> WHAT TO PRODUCE
Render the stretch from the line containing "white cloud, shaped" through the line containing "(1087, 690)", both included, as a Markdown table with the columns Index and Line. Number each line, put its text in Line, and leave out blank lines.

> EXTRACTED DATA
┌──
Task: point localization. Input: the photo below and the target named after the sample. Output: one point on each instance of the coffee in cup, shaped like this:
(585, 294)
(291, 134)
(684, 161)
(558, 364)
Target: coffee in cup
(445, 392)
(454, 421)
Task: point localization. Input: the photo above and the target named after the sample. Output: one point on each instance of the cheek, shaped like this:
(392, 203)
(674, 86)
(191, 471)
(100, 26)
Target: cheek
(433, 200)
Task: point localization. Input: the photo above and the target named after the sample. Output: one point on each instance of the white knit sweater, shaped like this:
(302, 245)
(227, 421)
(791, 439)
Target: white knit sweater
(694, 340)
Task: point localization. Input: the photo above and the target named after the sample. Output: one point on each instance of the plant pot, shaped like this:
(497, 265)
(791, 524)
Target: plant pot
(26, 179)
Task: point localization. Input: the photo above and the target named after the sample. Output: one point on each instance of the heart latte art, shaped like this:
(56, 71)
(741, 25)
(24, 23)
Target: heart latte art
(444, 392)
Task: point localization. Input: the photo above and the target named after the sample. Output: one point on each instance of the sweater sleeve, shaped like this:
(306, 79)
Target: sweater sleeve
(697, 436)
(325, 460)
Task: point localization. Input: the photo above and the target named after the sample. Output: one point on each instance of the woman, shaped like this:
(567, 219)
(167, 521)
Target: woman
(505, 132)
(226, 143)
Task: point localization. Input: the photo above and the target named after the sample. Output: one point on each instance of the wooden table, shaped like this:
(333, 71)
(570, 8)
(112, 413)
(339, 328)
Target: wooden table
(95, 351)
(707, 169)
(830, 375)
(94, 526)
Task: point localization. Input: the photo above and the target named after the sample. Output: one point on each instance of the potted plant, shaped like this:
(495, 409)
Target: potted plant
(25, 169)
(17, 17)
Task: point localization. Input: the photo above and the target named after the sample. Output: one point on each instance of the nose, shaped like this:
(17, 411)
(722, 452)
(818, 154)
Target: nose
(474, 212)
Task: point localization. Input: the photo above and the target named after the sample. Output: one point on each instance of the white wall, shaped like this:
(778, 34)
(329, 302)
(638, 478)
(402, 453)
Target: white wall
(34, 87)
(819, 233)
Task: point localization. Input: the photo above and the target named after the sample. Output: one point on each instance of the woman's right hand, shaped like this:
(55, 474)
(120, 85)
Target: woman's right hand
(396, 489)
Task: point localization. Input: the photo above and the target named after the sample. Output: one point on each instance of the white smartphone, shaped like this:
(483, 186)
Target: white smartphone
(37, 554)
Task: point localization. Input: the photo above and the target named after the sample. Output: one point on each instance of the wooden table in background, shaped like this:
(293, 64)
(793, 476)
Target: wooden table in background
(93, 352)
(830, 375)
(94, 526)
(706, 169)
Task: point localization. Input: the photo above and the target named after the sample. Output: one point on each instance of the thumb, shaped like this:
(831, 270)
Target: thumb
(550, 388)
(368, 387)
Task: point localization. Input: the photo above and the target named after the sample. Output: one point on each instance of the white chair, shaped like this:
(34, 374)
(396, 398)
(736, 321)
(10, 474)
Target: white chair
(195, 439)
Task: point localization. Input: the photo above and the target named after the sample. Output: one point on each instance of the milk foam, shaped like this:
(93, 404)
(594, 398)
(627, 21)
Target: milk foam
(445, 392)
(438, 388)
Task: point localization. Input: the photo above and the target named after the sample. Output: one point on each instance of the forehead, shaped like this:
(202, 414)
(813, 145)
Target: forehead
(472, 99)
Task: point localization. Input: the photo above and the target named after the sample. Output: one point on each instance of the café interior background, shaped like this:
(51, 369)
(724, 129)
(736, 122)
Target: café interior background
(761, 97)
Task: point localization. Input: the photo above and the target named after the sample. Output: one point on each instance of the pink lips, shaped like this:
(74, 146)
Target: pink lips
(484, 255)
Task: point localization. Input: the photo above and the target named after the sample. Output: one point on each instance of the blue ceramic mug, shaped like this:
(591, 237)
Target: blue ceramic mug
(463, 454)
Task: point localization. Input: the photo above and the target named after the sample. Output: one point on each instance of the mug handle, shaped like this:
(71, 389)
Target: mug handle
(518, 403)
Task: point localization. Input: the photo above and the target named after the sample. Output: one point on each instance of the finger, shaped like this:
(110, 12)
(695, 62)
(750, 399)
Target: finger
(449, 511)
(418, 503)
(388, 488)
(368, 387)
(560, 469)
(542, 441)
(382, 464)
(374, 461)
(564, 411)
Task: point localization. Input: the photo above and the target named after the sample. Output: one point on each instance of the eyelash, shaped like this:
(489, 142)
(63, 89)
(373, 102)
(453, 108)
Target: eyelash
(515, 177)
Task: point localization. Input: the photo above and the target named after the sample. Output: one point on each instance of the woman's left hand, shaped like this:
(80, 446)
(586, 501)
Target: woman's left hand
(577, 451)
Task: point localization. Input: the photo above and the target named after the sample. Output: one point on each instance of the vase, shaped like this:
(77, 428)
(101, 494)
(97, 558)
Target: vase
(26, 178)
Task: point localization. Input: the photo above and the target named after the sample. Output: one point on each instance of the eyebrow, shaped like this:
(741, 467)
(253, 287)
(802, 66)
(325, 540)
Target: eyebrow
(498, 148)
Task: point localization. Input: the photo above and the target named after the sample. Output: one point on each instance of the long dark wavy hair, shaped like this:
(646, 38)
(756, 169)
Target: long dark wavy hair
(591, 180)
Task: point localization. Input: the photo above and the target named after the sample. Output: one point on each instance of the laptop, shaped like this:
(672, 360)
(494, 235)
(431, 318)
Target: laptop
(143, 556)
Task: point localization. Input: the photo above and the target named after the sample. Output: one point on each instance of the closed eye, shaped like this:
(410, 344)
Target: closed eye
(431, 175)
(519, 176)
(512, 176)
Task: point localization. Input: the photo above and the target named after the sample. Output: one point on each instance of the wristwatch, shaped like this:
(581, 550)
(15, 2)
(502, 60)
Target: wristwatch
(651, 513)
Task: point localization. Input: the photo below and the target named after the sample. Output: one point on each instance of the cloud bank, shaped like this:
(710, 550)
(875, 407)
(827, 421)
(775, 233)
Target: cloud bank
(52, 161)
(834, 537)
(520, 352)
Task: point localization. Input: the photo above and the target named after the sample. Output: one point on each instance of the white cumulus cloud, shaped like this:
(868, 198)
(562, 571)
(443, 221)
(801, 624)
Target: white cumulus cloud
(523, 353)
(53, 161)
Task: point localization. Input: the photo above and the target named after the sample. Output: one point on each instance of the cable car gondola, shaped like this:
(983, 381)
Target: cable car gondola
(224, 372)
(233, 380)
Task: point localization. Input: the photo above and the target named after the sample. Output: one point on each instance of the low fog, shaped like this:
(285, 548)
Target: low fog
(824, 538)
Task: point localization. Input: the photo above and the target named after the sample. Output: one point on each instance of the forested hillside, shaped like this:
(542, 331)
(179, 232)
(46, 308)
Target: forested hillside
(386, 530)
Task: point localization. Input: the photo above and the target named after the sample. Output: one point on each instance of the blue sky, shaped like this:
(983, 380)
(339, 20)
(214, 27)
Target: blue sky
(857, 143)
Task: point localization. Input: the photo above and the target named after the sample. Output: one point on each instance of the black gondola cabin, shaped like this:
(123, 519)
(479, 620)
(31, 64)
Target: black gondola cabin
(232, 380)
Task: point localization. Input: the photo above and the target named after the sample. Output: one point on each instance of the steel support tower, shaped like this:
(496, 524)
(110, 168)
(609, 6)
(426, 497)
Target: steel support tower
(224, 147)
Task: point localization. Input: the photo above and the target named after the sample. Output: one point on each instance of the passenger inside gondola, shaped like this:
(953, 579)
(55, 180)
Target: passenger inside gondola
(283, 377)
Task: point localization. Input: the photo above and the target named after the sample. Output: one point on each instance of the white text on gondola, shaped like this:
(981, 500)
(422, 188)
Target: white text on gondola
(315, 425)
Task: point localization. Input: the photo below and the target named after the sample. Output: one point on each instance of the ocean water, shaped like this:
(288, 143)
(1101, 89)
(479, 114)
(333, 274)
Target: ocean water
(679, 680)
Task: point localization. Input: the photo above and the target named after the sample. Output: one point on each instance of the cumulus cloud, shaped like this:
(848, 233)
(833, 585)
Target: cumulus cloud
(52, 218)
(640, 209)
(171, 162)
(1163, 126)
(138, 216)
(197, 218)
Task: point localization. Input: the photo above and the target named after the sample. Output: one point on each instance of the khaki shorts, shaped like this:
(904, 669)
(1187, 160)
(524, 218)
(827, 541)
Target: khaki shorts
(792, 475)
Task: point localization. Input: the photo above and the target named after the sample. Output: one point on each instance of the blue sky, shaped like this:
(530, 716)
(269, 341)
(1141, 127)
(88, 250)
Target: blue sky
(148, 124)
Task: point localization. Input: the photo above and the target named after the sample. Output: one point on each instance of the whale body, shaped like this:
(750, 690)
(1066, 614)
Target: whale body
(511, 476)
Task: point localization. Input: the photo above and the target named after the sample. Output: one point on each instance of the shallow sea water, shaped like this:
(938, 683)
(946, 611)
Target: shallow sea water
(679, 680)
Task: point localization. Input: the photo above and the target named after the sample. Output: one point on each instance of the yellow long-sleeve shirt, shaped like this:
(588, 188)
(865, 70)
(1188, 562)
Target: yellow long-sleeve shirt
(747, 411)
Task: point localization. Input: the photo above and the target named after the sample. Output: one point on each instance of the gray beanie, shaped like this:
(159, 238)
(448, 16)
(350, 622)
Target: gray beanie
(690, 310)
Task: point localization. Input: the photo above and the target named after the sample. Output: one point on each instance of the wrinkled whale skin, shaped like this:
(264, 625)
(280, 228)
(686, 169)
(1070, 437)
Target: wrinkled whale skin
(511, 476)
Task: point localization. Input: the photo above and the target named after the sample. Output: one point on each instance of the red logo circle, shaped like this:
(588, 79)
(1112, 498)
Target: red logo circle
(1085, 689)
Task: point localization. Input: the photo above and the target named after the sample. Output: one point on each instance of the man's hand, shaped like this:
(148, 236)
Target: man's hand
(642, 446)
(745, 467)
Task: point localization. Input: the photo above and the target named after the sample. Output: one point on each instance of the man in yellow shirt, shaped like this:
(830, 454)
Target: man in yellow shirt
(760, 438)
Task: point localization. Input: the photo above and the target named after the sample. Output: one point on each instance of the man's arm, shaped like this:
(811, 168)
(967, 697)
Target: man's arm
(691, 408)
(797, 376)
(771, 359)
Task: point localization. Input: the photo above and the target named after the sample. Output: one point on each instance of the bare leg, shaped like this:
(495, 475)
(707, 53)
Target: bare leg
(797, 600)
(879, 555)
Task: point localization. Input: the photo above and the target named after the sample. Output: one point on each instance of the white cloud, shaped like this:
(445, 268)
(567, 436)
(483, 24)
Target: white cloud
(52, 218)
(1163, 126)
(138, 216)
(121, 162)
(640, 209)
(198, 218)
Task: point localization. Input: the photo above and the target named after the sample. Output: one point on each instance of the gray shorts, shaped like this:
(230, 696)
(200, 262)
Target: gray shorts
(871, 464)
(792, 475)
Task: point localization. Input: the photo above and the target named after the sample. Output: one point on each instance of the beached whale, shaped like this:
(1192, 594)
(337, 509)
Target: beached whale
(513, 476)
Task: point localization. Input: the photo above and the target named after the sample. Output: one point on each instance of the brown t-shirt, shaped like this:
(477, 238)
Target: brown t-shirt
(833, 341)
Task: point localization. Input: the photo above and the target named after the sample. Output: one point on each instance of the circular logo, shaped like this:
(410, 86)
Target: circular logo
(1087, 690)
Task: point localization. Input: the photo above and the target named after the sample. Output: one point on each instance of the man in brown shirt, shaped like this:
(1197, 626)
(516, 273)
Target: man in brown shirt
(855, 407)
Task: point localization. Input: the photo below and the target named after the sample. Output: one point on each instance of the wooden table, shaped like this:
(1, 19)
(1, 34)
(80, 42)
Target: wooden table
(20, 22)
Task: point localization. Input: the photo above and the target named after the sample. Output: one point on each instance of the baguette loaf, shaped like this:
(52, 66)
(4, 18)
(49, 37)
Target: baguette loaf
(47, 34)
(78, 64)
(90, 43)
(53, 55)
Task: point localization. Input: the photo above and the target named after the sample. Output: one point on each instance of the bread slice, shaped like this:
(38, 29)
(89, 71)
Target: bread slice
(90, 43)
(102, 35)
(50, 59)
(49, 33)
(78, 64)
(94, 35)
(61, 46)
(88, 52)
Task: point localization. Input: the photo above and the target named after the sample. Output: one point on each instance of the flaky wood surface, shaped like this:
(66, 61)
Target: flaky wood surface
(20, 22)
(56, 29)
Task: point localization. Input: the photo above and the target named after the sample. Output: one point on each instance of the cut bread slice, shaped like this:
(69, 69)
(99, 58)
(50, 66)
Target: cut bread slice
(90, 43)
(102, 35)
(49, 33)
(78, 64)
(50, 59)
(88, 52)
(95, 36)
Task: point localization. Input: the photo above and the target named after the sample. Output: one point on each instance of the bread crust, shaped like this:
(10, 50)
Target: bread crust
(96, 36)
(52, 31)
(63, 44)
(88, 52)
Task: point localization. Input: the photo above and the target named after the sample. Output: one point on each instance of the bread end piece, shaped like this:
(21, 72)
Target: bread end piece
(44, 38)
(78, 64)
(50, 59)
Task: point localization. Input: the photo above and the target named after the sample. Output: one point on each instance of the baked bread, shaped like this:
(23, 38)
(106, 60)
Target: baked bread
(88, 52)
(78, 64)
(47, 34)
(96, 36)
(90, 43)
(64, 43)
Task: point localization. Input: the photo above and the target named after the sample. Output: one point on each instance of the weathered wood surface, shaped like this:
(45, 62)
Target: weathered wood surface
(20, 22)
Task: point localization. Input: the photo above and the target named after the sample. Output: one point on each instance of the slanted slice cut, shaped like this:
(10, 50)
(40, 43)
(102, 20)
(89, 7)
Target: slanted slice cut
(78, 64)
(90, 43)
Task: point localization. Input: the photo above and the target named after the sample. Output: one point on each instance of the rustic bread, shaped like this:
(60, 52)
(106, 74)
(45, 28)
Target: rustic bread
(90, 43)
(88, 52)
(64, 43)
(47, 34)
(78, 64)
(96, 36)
└──
> RESULT OF THIS TASK
| Index | Line |
|---|---|
| 1 | Task: point localization. Input: the photo above and the target named after the sample. Output: one point on each instance of the white cloud, shaped like this: |
| 2 | (445, 268) |
| 3 | (567, 436) |
| 4 | (483, 24) |
| 5 | Target: white cloud |
| 6 | (52, 218) |
| 7 | (1163, 126) |
| 8 | (138, 216) |
| 9 | (121, 162) |
| 10 | (640, 209) |
| 11 | (198, 218) |
| 12 | Task: point localization. Input: the photo above and the target named after the sample. Output: one point on each instance of the gray shorts, shaped like this: |
| 13 | (230, 696) |
| 14 | (200, 262) |
| 15 | Target: gray shorts |
| 16 | (871, 464) |
| 17 | (792, 475) |
| 18 | Task: point localization. Input: the photo above and the target named after the sample. Output: one point on each instance of the beached whale, shaped like this: |
| 19 | (1192, 594) |
| 20 | (337, 509) |
| 21 | Target: beached whale |
| 22 | (513, 476) |
| 23 | Task: point localization. Input: the photo above and the target named after the sample. Output: one point on each instance of the brown t-shirt, shaped like this: |
| 24 | (477, 238) |
| 25 | Target: brown t-shirt |
| 26 | (833, 341) |
| 27 | Task: point localization. Input: the photo above and the target named after the sample. Output: one point on each instance of the circular logo, shaped like this: |
| 28 | (410, 86) |
| 29 | Target: circular logo |
| 30 | (1087, 690) |